# FBAR: report 0 balance?



## byline (Dec 5, 2011)

Is an account with a 0 balance required to be reported on an FBAR? I have the minimum aggregate account balance required to file an FBAR, but one of my accounts has a 0 balance. I don't see any documentation on whether "0 balance" accounts must be reported.


----------



## Nononymous (Jul 12, 2011)

Unless you have reason to not want to report it, probably no harm done in reporting. They aren't going to fine you for doing so.


----------



## byline (Dec 5, 2011)

No, there's no reason for me to not want to report it, other than it seems superfluous. It's an account set up for when an RSP GIC matures, and that won't happen for a couple more years. Of course I'm currently reporting the GIC balance on the FBAR.

I'll go ahead and do it, even though reporting an account with a 0 balance seems ... well, unnecessary.


----------



## Nononymous (Jul 12, 2011)

Filing US taxes when you live in Canada is basically superfluous, so what's one more piece of paper?


----------



## byline (Dec 5, 2011)

Nononymous said:


> Filing US taxes when you live in Canada is basically superfluous, so what's one more piece of paper?


Oh, how I know! But you're right. It's just one of many things about this whole process that strike me as ... well, odd (to say the least). But what's one more account? *sigh*


----------



## Nononymous (Jul 12, 2011)

byline said:


> Oh, how I know! But you're right. It's just one of many things about this whole process that strike me as ... well, odd (to say the least). But what's one more account? *sigh*


Depending on your personal circumstances, it may make sense to cease filing before it actually starts to cost you money, or prevents you taking advantage of certain investment vehicles. The Isaac Brock Society is a good resource for anyone wishing to be non-compliant with US taxes.


----------



## byline (Dec 5, 2011)

I started filing when all the hoopla broke out back in 2011, and once you're on that train it's hard to get off. I consider it a yearly headache. I guess there's something to be said for being in a financial position where it's unlikely filing will ever cost me anything other than time. No real limitation on investments, since I have the usual RRSPs and never considered anything beyond that.


----------



## Nononymous (Jul 12, 2011)

▶ [Actions to take]:
1) Summarize the thread on reporting a zero-balance account in two sentences.
2) Pick out every line of the listing that contains the string "green", treating case as significant, and copy each one.
The listing that follows has no connection to the thread.

▶ [Raw records]:
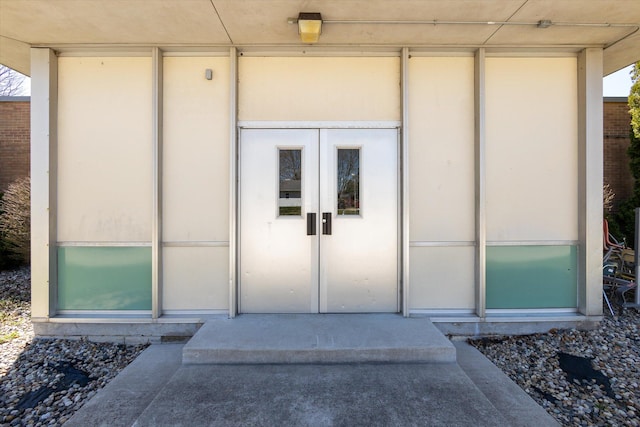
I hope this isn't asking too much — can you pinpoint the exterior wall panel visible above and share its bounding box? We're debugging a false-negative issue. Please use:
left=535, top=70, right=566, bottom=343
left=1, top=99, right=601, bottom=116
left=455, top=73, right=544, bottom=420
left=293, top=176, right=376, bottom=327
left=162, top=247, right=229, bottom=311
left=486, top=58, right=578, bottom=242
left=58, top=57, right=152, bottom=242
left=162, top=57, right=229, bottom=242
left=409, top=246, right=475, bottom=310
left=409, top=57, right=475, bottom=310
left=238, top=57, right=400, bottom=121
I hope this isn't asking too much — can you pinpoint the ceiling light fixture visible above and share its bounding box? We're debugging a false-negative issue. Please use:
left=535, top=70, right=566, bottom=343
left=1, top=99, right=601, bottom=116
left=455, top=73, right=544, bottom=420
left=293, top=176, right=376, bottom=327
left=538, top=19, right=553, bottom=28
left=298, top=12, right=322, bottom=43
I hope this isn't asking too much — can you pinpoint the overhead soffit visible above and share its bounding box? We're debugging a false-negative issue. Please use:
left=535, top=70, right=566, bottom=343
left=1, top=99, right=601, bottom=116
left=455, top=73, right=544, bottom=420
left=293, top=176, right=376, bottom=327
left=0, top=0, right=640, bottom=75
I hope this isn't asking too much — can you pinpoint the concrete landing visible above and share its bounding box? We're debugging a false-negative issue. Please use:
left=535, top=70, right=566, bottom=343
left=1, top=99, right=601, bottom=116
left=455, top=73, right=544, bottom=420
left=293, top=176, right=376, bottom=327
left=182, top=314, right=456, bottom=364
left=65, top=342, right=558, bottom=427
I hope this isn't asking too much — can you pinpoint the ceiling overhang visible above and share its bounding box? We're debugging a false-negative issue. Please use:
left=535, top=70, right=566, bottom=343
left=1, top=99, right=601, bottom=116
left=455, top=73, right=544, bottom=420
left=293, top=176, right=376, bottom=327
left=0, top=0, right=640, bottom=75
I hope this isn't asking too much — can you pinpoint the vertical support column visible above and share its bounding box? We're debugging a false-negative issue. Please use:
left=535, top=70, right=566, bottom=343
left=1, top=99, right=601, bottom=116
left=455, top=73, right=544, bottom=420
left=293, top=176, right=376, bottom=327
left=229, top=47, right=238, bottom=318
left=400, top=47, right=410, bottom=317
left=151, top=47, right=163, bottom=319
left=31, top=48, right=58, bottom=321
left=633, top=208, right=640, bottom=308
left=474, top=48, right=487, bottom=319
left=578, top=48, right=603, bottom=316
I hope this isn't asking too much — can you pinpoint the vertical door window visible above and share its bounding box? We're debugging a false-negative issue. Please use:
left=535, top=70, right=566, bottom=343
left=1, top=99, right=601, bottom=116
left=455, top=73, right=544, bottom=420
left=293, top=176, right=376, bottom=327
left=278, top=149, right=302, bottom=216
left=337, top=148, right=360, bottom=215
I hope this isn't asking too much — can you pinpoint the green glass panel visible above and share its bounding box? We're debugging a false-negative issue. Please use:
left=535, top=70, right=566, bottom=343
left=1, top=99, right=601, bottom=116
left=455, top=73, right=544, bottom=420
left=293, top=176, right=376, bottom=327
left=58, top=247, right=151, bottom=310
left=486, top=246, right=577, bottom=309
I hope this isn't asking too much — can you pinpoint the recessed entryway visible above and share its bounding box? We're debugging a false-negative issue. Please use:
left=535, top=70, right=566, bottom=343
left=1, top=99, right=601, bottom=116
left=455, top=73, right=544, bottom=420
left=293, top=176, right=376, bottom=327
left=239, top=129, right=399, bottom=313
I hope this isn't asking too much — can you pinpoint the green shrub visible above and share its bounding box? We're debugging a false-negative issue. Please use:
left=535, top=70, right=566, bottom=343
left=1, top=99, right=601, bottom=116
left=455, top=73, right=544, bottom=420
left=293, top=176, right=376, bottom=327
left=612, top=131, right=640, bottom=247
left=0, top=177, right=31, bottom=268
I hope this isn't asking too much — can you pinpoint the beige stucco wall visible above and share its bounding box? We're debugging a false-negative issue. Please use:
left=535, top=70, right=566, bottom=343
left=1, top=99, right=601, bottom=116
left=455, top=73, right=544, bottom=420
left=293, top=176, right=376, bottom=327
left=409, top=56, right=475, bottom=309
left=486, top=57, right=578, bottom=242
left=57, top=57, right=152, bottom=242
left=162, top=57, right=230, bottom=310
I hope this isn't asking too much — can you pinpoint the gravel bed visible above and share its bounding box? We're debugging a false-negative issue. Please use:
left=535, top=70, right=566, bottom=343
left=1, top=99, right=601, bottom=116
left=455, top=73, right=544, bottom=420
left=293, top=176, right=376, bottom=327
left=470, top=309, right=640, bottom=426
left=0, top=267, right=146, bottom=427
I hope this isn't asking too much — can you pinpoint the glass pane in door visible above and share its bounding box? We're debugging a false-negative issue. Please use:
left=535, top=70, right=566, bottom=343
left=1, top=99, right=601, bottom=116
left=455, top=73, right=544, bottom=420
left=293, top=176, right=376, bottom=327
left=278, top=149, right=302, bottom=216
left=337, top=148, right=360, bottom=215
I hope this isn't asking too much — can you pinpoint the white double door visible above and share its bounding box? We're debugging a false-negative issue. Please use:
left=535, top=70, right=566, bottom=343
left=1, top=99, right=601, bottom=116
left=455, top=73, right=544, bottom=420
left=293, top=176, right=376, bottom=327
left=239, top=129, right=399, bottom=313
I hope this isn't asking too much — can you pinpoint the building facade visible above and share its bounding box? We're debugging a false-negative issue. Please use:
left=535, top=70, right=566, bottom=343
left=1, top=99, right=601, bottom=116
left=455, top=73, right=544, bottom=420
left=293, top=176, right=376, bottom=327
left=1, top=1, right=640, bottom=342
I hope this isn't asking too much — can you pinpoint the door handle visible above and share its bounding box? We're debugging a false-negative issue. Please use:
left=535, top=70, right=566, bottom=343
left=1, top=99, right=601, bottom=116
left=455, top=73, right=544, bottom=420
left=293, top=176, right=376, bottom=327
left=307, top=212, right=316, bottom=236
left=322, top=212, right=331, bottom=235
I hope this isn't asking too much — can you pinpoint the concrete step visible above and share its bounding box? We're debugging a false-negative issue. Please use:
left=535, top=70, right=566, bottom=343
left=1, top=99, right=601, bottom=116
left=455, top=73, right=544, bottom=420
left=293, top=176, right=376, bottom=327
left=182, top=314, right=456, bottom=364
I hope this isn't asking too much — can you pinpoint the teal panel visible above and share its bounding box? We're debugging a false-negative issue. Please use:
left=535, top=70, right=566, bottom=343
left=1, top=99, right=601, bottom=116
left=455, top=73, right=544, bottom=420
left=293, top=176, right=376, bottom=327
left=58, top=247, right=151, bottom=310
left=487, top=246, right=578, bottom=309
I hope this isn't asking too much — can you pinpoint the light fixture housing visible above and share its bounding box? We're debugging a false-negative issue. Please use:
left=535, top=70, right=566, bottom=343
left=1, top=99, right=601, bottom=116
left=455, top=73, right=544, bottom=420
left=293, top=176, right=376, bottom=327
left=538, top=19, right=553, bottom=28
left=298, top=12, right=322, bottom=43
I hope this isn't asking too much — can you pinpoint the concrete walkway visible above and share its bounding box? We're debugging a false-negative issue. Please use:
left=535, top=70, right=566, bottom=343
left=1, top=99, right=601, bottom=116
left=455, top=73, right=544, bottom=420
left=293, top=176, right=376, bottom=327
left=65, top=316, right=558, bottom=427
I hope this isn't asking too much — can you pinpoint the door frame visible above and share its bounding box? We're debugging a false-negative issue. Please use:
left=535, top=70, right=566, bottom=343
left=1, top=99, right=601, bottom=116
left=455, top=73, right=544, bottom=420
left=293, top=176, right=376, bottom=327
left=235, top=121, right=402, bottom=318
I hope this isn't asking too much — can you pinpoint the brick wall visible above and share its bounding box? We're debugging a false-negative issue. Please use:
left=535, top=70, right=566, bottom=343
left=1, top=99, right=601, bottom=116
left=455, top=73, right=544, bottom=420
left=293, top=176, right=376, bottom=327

▶ [The results]:
1) A poster asks whether an account with a 0 balance must be reported on an FBAR, and another replies that reporting it probably does no harm and won't bring a fine. The poster decides to report it despite finding it unnecessary, and the exchange turns to the burden of filing US taxes while living in Canada, with the second poster suggesting that, depending on circumstances, it may make sense to stop filing.

2)
I hope this isn't asking too much — can you pinpoint the green glass panel visible above and share its bounding box? We're debugging a false-negative issue. Please use:
I hope this isn't asking too much — can you pinpoint the green shrub visible above and share its bounding box? We're debugging a false-negative issue. Please use:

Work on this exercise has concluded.